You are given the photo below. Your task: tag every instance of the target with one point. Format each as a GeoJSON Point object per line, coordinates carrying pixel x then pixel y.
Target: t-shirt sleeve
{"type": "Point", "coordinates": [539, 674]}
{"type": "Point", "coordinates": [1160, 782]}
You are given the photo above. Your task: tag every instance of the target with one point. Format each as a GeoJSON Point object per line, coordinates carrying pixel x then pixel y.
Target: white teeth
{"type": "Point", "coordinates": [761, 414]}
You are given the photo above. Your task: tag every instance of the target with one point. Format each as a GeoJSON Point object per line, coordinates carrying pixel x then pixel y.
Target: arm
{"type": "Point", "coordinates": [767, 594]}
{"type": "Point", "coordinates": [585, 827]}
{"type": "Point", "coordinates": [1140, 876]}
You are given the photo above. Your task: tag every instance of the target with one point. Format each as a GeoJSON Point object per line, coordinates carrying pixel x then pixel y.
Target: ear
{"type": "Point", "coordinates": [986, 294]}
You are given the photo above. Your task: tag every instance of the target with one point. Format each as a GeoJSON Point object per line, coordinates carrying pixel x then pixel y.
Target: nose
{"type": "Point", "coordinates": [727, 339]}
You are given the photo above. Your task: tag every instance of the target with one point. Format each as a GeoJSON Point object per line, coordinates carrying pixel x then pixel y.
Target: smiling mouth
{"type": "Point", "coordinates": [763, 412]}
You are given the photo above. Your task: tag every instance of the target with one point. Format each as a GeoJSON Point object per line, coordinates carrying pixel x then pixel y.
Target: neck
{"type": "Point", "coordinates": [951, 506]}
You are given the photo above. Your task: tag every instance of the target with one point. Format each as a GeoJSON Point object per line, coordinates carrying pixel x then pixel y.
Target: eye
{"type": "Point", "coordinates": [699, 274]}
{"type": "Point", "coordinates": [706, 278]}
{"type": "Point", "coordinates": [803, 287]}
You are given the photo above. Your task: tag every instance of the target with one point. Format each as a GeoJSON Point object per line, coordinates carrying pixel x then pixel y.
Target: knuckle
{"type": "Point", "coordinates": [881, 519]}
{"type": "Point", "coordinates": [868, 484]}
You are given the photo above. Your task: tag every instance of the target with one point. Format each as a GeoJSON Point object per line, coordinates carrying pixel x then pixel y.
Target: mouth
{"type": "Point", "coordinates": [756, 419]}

==

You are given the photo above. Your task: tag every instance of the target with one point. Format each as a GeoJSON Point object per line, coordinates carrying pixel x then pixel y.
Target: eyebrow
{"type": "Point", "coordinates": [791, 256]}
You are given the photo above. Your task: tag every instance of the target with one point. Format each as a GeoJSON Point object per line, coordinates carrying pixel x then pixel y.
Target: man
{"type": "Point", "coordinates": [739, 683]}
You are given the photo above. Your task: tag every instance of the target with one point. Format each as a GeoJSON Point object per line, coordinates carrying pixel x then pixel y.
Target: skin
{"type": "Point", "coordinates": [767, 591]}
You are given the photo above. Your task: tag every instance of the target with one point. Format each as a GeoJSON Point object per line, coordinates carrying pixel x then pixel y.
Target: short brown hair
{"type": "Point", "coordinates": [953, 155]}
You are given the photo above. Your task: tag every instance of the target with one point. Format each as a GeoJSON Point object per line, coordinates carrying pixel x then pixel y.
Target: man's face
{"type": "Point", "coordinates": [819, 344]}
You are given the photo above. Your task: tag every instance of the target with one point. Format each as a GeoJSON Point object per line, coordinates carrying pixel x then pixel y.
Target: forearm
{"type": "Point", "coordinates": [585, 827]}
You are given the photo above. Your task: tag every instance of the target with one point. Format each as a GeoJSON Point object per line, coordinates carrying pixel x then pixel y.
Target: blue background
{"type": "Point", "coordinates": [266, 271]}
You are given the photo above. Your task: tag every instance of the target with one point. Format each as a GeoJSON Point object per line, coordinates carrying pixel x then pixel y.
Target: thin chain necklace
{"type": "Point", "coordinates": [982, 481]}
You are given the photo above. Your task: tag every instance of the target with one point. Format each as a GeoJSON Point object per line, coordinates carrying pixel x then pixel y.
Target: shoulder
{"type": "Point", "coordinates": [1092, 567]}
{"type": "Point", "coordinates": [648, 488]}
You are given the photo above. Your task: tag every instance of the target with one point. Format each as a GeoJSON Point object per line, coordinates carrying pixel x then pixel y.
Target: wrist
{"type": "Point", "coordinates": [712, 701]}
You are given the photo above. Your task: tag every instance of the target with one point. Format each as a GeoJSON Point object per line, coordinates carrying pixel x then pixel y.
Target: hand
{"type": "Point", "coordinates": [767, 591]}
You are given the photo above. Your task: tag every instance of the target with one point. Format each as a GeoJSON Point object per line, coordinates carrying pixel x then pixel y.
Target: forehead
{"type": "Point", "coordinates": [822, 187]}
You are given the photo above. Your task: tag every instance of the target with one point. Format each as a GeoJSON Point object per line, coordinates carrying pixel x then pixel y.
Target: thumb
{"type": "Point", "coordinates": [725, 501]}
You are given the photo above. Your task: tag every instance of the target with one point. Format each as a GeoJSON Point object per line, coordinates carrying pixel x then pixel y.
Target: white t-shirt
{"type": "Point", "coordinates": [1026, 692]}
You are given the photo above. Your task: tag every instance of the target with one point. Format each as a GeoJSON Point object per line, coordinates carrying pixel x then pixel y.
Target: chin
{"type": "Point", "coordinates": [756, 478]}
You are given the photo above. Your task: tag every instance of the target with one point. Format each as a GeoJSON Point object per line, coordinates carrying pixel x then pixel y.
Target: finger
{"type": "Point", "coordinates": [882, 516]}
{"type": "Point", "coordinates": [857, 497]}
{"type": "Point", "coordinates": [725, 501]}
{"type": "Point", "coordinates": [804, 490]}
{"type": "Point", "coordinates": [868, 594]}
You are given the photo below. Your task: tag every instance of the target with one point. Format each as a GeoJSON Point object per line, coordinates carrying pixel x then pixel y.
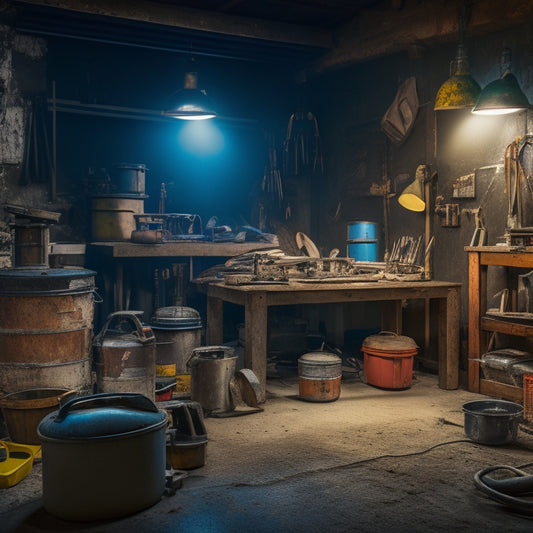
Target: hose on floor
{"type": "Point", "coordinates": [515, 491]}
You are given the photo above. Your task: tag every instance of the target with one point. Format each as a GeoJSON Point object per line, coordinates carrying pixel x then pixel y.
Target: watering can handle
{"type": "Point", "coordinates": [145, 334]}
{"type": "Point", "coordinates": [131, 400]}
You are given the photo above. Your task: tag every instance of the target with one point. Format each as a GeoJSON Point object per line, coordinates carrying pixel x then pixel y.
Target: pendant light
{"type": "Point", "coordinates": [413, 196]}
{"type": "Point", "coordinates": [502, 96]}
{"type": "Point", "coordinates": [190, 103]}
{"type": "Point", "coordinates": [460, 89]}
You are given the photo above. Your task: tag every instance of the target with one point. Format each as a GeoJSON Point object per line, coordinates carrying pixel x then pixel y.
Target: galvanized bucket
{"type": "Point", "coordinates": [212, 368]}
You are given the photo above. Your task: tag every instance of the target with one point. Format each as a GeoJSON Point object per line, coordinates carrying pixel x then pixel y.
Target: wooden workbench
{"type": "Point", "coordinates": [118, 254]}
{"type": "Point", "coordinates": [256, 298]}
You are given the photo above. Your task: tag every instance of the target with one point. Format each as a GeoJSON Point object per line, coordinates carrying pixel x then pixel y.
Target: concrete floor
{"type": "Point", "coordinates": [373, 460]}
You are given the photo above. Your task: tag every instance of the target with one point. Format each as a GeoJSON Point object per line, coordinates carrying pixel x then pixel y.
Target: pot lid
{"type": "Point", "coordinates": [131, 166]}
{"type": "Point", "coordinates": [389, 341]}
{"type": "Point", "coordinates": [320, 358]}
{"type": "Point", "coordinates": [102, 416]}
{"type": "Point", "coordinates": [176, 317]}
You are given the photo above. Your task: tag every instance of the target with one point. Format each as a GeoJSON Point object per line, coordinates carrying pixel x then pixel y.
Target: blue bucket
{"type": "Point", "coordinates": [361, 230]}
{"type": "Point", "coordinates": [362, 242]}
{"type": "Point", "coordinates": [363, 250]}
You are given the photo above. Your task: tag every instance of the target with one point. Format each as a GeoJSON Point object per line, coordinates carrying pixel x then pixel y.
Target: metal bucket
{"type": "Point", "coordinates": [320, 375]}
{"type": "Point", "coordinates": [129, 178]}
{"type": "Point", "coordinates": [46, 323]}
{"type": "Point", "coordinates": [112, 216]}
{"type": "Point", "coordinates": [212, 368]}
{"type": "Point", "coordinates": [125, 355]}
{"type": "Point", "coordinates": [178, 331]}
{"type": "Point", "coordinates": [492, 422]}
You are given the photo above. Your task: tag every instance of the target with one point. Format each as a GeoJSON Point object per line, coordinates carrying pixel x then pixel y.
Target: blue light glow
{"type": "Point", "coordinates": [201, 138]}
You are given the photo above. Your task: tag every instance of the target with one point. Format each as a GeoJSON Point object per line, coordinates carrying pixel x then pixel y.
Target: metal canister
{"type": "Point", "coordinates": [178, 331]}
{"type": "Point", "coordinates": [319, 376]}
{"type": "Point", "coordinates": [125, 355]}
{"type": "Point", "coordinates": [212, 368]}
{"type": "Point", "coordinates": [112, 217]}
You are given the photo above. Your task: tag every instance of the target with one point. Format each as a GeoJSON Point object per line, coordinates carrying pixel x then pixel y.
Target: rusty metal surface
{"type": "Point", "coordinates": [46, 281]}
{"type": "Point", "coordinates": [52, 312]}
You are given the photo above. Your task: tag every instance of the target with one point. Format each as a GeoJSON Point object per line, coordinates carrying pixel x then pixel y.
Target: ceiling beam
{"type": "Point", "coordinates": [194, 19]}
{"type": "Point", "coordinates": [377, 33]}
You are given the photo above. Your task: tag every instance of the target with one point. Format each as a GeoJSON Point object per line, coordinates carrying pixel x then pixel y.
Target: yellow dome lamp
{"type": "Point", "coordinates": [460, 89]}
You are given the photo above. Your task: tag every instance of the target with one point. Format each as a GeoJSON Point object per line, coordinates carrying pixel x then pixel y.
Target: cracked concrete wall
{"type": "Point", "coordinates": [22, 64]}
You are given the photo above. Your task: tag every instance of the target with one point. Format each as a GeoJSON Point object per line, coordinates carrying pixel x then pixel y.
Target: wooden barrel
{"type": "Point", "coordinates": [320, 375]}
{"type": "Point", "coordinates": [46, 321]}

* * *

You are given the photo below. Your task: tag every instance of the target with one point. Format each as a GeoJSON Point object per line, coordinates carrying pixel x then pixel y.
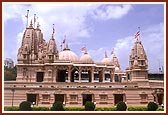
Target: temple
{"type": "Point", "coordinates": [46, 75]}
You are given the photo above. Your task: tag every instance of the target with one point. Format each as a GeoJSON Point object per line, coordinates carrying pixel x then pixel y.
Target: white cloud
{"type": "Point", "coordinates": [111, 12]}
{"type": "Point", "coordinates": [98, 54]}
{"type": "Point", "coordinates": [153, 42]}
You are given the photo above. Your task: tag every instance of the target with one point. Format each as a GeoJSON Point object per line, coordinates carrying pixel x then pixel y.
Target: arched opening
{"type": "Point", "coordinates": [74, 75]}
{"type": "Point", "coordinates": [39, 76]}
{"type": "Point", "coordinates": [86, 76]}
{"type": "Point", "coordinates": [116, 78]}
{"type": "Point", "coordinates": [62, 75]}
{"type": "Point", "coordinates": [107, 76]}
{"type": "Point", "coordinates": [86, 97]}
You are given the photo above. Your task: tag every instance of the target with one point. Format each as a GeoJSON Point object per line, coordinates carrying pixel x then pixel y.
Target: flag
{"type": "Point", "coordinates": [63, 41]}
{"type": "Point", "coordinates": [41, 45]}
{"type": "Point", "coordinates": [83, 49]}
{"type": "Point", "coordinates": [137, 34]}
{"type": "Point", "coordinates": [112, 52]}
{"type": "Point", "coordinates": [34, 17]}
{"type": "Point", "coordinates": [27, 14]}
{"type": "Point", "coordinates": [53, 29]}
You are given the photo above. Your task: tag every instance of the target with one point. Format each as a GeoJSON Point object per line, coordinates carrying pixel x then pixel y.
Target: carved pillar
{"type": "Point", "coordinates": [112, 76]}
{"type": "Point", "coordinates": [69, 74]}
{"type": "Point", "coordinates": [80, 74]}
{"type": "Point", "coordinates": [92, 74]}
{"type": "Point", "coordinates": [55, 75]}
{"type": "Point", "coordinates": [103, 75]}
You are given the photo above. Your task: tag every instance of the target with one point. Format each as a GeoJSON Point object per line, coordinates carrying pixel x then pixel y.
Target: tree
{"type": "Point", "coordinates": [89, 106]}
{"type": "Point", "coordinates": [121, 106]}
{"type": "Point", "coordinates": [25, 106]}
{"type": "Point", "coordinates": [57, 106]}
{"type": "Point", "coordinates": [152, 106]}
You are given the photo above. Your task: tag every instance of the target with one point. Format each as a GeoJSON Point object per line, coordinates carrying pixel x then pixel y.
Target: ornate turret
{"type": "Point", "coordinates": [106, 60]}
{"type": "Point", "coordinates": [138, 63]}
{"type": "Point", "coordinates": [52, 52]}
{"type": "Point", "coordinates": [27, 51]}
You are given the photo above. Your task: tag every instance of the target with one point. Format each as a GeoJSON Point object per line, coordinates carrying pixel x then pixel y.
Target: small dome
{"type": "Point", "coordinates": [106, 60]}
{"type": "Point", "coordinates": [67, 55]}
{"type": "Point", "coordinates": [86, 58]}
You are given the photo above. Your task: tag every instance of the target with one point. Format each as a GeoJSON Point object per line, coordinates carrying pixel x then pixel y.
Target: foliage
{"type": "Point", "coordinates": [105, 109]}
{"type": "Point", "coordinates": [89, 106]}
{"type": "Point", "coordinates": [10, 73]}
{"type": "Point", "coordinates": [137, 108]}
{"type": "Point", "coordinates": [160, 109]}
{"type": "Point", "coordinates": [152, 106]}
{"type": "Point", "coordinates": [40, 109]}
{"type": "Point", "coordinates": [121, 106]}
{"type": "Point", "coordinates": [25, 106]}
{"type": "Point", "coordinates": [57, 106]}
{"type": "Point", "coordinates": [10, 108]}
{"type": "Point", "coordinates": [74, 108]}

_TAREFA_. Conte as linhas dos dados acima em que aparece a palavra "bucket". Informe somente o número.

_EXERCÍCIO RESOLVIDO_. 3